**Written instruction 1**
Please revise the rows starting at the line containing "cluster, that would help a great deal." and ending at the line containing "MULTIPOLYGON (((54 124, 55". Replace "pink blossom cluster" with "flowering branch", keep everything else unchanged, and return only those lines.

**Selected text**
— Begin —

Robin Smith is a second-grade teacher at the Ensworth School in Nashville, Tennessee. She is a reviewer for Kirkus and The Horn Book Magazine and has served on multiple award committees.

Comments

  1. Dean Schneider says:

    This was probably the first picture book of 2012 that I read, also at the Roaring Brook booth at ALA, with Neal Porter excitedly showing it off to me, and it’s still my favorite picture book of the year. It has such a classic feel to it–a circular story about friendship and finding home. I love it for all of the reasons Robin points out. Such a pleasing combination of art, text, and design. If I were on the committee this year, this is the one I’d be arguing for, criterion by criterion.

  2. I had the opposite reaction from you in that I really enjoyed this story but am not as excited about the illustrations. There are many picture books published each year that do not offer readers a new and satisfying plot, and I feel like this book delivers in the plot department. While I do not dislike the illustrations, this book would not be among my favorites if I were to consider only the illustrations. Given that the Caldecott is given to the illustrator, would I have to omit this book from my list of contenders if I were on the committee?

    • Dean Schneider says:

      Amy, what specifically is it about the illustrations that you don’t appreciate? Certainly, if you were on the committee, not liking the illustrations would make it a book you wouldn’t be arguing for.

  3. The illustrations are too busy for my taste. I like the energy in them, and I do not dislike them. I wanted it to be more obvious from the illustrations that the bird was pretend and the other characters were real.

    • Robin Smith Robin Smith says:

      And, here is where the discussions would begin. Some people on the committee will love (or like) the illustrations and some will not appreciate them. The starting point will be what people appreciate about the book and the art in particular. Then others will give specifics about what they had problems with. It’s interesting to see how strongly different people around the table will perceive the same book.!

— End —

**Written instruction 2**
Decide whether each statement agrees with the comments on the picture book, and answer yes or no with the deciding words quoted: (a) Dean Schneider still considers it a favorite picture book of the year. (b) One commenter finds the illustrations too plain. (c) Robin Smith reviews for Kirkus.

**Records for this exercise**
— Begin —

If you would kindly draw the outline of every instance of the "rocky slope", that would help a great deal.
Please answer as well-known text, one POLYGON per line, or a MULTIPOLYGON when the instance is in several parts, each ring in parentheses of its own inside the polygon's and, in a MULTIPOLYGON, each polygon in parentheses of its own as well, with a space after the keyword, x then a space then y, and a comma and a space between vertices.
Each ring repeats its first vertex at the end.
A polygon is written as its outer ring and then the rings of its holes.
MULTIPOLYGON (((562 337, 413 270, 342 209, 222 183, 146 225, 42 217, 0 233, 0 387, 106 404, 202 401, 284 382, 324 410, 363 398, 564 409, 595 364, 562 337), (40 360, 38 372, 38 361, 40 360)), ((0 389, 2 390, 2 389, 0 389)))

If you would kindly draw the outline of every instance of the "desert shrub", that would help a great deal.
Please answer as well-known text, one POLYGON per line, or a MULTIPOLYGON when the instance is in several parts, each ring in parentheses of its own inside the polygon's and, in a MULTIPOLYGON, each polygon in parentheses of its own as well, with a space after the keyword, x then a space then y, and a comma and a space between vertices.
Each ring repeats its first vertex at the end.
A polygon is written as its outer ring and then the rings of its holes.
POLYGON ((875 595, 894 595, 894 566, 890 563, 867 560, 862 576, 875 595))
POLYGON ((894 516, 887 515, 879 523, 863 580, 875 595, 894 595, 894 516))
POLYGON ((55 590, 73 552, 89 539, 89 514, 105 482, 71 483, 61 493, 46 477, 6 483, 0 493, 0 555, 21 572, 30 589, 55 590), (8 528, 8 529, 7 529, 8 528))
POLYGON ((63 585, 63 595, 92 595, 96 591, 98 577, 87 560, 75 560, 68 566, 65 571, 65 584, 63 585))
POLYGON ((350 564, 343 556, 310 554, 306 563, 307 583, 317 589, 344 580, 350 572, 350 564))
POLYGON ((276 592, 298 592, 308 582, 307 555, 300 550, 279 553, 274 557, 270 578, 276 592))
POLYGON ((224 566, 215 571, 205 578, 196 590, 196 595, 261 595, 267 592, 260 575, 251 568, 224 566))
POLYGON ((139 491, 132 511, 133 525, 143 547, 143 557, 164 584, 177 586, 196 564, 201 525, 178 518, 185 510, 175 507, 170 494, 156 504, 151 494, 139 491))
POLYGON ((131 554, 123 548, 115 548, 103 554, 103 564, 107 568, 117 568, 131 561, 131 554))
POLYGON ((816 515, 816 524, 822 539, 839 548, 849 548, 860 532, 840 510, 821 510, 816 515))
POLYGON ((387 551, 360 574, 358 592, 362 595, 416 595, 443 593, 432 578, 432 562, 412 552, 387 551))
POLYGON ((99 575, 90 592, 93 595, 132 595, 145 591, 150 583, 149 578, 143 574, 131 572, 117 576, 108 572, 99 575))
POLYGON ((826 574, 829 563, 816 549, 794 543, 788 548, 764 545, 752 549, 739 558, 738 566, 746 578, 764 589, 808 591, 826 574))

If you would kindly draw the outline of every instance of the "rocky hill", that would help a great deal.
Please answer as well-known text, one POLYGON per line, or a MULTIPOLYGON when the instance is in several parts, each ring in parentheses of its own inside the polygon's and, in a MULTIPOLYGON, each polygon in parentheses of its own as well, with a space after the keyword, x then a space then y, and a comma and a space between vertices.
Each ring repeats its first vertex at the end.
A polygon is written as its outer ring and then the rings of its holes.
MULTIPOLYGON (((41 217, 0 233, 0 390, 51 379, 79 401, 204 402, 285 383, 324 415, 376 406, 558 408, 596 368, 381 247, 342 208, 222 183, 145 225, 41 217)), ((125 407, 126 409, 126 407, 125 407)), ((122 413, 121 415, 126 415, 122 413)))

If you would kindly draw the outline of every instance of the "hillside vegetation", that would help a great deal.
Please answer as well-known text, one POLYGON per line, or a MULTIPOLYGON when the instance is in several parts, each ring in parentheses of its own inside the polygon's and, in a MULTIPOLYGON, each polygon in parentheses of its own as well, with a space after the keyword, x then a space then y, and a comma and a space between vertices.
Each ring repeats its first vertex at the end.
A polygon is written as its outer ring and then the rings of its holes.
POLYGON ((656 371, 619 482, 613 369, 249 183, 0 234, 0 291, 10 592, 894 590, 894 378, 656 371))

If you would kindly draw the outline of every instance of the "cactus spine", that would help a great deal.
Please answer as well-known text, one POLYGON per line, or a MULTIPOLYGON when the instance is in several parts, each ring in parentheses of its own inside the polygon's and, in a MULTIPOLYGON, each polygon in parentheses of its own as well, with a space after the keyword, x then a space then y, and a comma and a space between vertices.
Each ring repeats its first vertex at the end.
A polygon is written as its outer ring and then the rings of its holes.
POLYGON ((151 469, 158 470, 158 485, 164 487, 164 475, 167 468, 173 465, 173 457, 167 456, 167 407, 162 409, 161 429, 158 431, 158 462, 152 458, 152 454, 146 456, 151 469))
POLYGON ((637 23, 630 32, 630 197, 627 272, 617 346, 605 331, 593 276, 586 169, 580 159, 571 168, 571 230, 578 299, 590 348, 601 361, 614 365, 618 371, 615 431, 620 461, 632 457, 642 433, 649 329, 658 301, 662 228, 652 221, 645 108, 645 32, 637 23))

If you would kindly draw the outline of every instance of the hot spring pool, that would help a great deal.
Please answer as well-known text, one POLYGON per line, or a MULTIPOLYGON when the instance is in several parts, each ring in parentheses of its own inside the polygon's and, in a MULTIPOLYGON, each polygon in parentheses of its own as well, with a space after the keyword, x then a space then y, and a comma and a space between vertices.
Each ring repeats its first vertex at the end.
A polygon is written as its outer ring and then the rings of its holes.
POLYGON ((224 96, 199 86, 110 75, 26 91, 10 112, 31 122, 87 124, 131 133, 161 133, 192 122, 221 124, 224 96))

— End —
— Begin —

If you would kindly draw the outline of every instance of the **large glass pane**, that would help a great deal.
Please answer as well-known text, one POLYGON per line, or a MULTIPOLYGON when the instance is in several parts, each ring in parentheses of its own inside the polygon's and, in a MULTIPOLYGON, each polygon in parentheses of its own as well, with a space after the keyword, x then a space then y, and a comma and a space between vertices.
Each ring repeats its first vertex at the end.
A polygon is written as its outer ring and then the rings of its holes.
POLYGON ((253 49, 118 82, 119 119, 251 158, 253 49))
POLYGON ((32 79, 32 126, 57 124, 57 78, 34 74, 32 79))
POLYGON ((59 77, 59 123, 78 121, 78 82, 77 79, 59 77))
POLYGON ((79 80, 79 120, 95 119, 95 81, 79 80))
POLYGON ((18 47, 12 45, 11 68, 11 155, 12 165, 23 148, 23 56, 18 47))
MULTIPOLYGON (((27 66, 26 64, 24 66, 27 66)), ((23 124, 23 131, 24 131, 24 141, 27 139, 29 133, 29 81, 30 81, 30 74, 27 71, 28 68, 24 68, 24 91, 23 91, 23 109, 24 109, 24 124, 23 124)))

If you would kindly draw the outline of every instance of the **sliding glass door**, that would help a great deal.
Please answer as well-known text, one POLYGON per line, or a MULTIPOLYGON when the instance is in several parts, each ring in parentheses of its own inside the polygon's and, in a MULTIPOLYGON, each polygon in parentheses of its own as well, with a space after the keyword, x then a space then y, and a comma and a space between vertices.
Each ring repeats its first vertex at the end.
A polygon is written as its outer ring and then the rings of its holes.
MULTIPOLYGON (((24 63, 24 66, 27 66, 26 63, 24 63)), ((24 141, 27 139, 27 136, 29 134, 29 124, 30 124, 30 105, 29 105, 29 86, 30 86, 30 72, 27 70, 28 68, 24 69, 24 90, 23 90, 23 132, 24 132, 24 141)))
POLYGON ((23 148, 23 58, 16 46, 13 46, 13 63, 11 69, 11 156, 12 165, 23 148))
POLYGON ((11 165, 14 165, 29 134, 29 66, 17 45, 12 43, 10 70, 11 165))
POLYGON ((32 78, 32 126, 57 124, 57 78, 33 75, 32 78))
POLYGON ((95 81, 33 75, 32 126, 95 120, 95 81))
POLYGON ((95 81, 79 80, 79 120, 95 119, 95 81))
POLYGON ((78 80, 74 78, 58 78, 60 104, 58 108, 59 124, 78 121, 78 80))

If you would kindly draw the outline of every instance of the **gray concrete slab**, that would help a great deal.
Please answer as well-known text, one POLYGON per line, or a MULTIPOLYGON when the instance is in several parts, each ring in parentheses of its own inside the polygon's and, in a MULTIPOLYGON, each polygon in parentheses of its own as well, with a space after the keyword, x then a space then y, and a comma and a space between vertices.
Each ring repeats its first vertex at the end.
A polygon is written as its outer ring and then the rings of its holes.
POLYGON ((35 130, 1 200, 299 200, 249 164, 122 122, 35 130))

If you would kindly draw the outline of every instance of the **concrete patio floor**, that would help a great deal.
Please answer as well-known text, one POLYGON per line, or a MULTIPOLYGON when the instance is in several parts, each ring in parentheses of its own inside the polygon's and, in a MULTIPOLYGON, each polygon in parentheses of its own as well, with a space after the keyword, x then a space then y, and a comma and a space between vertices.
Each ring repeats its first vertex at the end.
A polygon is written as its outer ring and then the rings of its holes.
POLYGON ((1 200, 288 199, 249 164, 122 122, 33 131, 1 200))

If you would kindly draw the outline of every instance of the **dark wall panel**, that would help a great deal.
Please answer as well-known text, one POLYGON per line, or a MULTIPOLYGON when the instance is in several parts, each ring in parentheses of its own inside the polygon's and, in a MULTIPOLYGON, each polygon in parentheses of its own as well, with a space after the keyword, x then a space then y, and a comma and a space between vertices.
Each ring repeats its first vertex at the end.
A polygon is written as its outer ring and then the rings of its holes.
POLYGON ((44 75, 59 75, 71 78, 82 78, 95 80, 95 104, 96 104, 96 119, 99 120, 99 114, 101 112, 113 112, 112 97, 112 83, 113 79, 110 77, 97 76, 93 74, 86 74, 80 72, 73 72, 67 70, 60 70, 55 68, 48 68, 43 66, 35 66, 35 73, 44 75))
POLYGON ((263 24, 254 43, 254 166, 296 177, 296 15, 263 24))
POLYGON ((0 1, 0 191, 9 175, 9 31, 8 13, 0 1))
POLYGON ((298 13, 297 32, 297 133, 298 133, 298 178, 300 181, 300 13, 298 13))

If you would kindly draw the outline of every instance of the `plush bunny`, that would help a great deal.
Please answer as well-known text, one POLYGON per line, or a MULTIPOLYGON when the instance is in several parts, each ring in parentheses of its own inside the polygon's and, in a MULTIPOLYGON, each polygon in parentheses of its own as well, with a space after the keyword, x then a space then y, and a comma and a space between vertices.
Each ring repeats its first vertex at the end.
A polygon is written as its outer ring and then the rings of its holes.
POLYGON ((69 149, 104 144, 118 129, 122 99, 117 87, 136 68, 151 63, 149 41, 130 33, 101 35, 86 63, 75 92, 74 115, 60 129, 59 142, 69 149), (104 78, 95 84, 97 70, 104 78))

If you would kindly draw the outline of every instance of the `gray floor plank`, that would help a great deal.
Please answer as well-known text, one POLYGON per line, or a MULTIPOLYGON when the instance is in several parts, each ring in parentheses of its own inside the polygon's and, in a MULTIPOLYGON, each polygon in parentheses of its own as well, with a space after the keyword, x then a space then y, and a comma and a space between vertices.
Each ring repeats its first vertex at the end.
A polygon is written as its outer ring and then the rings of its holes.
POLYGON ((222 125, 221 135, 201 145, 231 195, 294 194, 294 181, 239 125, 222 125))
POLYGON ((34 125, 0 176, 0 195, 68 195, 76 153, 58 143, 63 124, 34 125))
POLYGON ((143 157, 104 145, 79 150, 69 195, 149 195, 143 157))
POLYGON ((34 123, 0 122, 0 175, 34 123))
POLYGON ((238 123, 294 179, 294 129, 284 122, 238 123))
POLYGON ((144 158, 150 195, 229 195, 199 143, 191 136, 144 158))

— End —
— Begin —

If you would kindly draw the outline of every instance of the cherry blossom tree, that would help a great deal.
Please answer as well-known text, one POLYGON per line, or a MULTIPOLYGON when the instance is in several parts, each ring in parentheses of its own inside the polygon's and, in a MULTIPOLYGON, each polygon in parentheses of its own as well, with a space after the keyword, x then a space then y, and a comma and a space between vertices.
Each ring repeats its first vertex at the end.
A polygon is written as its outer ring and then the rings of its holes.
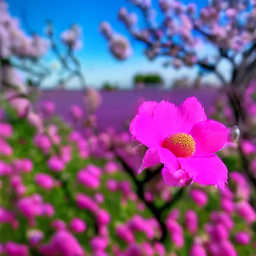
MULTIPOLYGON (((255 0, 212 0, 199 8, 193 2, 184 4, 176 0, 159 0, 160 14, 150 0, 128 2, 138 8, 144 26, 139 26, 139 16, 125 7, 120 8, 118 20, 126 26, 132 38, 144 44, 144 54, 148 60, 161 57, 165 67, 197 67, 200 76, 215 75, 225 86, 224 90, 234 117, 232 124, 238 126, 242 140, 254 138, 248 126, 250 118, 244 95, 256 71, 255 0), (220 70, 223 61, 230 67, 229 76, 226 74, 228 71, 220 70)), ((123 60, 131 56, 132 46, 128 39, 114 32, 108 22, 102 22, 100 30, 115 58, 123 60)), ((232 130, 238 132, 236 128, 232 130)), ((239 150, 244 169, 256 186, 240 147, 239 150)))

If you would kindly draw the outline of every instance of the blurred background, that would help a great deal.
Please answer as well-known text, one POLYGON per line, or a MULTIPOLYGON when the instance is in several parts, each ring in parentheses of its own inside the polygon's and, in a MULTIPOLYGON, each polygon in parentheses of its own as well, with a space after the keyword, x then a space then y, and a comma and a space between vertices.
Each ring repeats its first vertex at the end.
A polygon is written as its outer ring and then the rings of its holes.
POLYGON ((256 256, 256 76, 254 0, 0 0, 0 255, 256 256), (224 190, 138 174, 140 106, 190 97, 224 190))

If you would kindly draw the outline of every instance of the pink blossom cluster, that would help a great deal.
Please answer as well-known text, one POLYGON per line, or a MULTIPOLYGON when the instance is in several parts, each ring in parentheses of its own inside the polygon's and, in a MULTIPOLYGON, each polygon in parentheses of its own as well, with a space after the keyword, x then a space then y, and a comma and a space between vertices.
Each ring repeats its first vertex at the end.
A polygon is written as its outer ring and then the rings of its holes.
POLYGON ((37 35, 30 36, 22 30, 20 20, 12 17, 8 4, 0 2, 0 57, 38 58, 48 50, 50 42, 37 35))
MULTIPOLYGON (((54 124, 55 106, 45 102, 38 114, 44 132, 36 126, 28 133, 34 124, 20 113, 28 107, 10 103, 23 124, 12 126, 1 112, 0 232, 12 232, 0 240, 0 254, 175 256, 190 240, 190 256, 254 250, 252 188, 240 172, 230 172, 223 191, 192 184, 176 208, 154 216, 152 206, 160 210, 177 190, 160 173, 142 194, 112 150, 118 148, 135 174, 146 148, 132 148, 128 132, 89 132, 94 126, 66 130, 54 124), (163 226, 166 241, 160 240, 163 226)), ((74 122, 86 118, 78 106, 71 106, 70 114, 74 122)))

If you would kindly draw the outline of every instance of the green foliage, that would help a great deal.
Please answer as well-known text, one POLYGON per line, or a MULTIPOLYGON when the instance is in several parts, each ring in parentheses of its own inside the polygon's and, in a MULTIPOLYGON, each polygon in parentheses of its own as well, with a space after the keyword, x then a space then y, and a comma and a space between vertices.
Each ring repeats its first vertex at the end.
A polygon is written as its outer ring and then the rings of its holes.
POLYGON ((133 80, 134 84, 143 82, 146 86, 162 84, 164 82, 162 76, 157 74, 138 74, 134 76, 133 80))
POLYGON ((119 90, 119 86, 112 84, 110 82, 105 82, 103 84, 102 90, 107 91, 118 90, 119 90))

— End —

**Written solution 1**
If you would kindly draw the outline of every instance of the flowering branch, that would help a great deal.
Please answer as well-known text, one POLYGON per line, or a MULTIPOLYGON when the instance is in several parts, each ring in parentheses of its own inside the polygon's and, in a MULTIPOLYGON, each polygon in parentheses of its own as well, with a space after the keyword, x then a space then y, and a comma and a space between vertices.
Each ring repeats its first vertex at the end.
A polygon is written as its outer ring and then the rings of its holes.
POLYGON ((37 35, 30 36, 22 30, 20 20, 12 17, 8 4, 0 2, 0 57, 38 58, 48 50, 50 42, 37 35))
MULTIPOLYGON (((54 124, 55 106, 45 102, 38 114, 44 132, 36 126, 28 133, 34 124, 20 113, 28 107, 10 103, 23 124, 12 126, 1 112, 0 232, 12 232, 0 240, 0 254, 175 256, 190 240, 190 256, 254 250, 252 188, 240 172, 230 172, 223 191, 192 184, 176 208, 154 216, 152 206, 160 210, 177 190, 160 173, 142 194, 112 150, 118 148, 135 174, 146 148, 132 148, 128 132, 89 132, 94 126, 66 130, 54 124), (163 226, 166 241, 160 240, 163 226)), ((74 122, 86 118, 78 106, 71 106, 70 114, 74 122)))

**Written solution 2**
(a) Yes: "it’s still my favorite picture book of the year"
(b) No: "The illustrations are too busy for my taste."
(c) Yes: "She is a reviewer for Kirkus and The Horn Book Magazine"